EXERCISE PROMPT
Could you retype, word for word, the part of the listing below that starts with the line containing "the river water" and runs through the final line of the listing?

Pointing listing:

━━━━━━

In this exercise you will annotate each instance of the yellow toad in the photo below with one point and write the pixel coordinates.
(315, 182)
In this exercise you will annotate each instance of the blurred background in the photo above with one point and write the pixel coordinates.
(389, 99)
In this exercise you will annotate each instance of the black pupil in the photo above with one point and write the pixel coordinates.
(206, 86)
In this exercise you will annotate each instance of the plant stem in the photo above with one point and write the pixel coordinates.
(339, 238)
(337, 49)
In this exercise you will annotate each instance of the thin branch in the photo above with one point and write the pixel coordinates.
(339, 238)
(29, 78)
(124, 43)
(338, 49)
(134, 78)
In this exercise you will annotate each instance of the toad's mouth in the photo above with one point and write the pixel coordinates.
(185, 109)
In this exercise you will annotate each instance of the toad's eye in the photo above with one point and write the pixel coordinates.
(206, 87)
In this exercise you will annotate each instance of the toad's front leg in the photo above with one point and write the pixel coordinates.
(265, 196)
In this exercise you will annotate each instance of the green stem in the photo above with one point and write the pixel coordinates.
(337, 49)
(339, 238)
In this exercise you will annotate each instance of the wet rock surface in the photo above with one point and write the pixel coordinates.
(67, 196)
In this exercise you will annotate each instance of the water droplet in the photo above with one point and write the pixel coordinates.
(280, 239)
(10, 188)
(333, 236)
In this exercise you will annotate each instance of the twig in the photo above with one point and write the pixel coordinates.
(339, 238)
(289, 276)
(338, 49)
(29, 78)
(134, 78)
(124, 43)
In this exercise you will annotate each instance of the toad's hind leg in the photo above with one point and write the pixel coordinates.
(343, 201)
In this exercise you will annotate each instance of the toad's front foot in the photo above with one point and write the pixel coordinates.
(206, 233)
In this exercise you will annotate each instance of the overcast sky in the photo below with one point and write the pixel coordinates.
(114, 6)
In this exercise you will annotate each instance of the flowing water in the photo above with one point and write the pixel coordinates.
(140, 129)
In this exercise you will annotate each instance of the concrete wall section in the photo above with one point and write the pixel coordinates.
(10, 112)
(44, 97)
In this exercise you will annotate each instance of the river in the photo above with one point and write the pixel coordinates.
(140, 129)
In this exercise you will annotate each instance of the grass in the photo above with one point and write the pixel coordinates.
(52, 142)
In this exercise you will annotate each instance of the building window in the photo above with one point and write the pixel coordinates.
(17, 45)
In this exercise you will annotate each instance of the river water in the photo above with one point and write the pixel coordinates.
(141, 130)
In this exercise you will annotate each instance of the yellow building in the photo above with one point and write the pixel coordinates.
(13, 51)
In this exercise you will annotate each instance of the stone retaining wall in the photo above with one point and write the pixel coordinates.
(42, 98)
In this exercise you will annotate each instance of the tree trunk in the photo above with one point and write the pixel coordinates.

━━━━━━

FULL RESPONSE
In this exercise you will annotate each instance of the river water in the photo above with one point and write the pixel coordinates.
(141, 130)
In this exercise you will annotate each instance of the yellow building in the photo above with one point and write the pixel coordinates.
(13, 51)
In this exercise you will annotate each instance of the stone retaining wall in the photo above with one point and write the pixel coordinates.
(42, 98)
In this exercise you will annotate each instance of the tree trunk in the photo above with one point and write the pixel coordinates.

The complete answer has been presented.